─── RAW RECORDS ───
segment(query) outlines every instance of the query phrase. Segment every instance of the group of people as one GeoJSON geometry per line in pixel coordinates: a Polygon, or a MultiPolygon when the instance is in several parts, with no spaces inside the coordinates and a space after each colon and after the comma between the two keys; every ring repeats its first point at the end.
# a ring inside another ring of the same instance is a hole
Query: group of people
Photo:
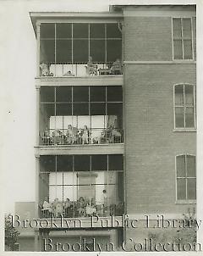
{"type": "Polygon", "coordinates": [[[41,205],[43,217],[88,217],[104,216],[107,211],[107,192],[103,190],[103,202],[96,204],[94,199],[86,199],[80,197],[77,201],[70,201],[66,198],[64,202],[60,202],[55,198],[52,203],[49,203],[47,198],[41,205]]]}
{"type": "Polygon", "coordinates": [[[113,143],[122,142],[122,134],[118,129],[109,126],[107,129],[102,129],[98,136],[92,136],[91,130],[87,125],[84,125],[83,129],[78,129],[71,125],[69,125],[67,130],[60,131],[54,130],[52,134],[47,128],[41,135],[41,142],[45,145],[70,145],[70,144],[100,144],[100,143],[113,143]],[[115,142],[118,138],[118,142],[115,142]]]}

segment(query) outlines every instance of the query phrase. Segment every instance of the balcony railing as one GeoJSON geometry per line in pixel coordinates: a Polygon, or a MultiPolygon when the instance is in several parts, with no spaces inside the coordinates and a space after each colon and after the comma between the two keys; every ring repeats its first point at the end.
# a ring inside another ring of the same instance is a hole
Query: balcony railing
{"type": "Polygon", "coordinates": [[[114,128],[50,129],[40,134],[40,145],[85,145],[123,143],[123,131],[114,128]]]}
{"type": "Polygon", "coordinates": [[[107,217],[107,216],[121,216],[123,214],[123,203],[109,203],[105,205],[102,202],[95,204],[80,203],[77,202],[69,202],[69,205],[65,203],[58,202],[50,203],[46,208],[39,205],[40,218],[60,217],[65,218],[79,218],[79,217],[107,217]]]}
{"type": "Polygon", "coordinates": [[[123,75],[123,65],[115,62],[41,63],[41,76],[74,77],[123,75]]]}

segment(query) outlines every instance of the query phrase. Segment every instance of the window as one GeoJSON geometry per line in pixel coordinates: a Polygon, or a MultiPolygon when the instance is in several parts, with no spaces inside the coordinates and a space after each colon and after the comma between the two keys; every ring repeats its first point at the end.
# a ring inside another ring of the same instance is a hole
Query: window
{"type": "Polygon", "coordinates": [[[191,18],[173,19],[173,59],[194,59],[193,30],[191,18]]]}
{"type": "Polygon", "coordinates": [[[195,86],[179,84],[174,86],[175,129],[186,131],[195,128],[195,86]]]}
{"type": "Polygon", "coordinates": [[[189,154],[176,157],[177,200],[196,199],[195,157],[189,154]]]}

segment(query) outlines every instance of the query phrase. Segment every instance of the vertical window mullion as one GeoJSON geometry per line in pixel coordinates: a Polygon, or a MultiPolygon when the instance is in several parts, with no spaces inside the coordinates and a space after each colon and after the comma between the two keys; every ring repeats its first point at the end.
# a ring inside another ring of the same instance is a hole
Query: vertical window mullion
{"type": "Polygon", "coordinates": [[[185,121],[185,110],[186,110],[186,105],[185,105],[185,97],[184,97],[184,128],[185,128],[185,124],[186,124],[186,121],[185,121]]]}
{"type": "Polygon", "coordinates": [[[188,164],[187,164],[187,154],[184,156],[185,161],[185,189],[186,189],[186,200],[188,199],[188,164]]]}

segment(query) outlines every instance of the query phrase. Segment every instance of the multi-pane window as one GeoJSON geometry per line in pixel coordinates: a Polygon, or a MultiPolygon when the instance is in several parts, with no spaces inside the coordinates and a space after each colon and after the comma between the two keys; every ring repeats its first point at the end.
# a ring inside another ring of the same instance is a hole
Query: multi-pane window
{"type": "Polygon", "coordinates": [[[50,202],[80,198],[101,204],[103,191],[109,204],[123,200],[123,155],[41,156],[40,198],[50,202]]]}
{"type": "Polygon", "coordinates": [[[195,86],[179,84],[174,86],[175,129],[195,128],[195,86]]]}
{"type": "Polygon", "coordinates": [[[173,18],[173,59],[194,59],[193,19],[173,18]]]}
{"type": "Polygon", "coordinates": [[[113,62],[121,58],[118,23],[42,23],[41,63],[113,62]]]}
{"type": "Polygon", "coordinates": [[[177,200],[196,199],[195,157],[184,154],[176,157],[177,200]]]}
───
WHAT IS BEING ASKED:
Copy the rows above word for word, starting at the line that contains "of the multi-pane" and continuing through the end of the rows.

FINAL RESULT:
segment(query) outlines every instance of the query phrase. Segment every instance of the multi-pane window as one GeoJSON geometry per line in pixel coordinates: a Polygon, or a MultiPolygon when the instance is in several parts, with no spaces inside the coordinates and a space after each colon and after the comma between the two keys; every ring repeats its first point at the end.
# a ring inside another ring of the same instance is a hole
Query: multi-pane window
{"type": "Polygon", "coordinates": [[[50,202],[80,198],[101,204],[103,191],[109,204],[123,200],[123,155],[41,156],[40,198],[50,202]]]}
{"type": "Polygon", "coordinates": [[[195,86],[179,84],[174,86],[175,129],[195,128],[195,86]]]}
{"type": "Polygon", "coordinates": [[[173,18],[173,59],[194,59],[193,19],[173,18]]]}
{"type": "Polygon", "coordinates": [[[113,62],[121,58],[118,23],[42,23],[41,63],[113,62]]]}
{"type": "Polygon", "coordinates": [[[177,200],[196,199],[195,157],[184,154],[176,157],[177,200]]]}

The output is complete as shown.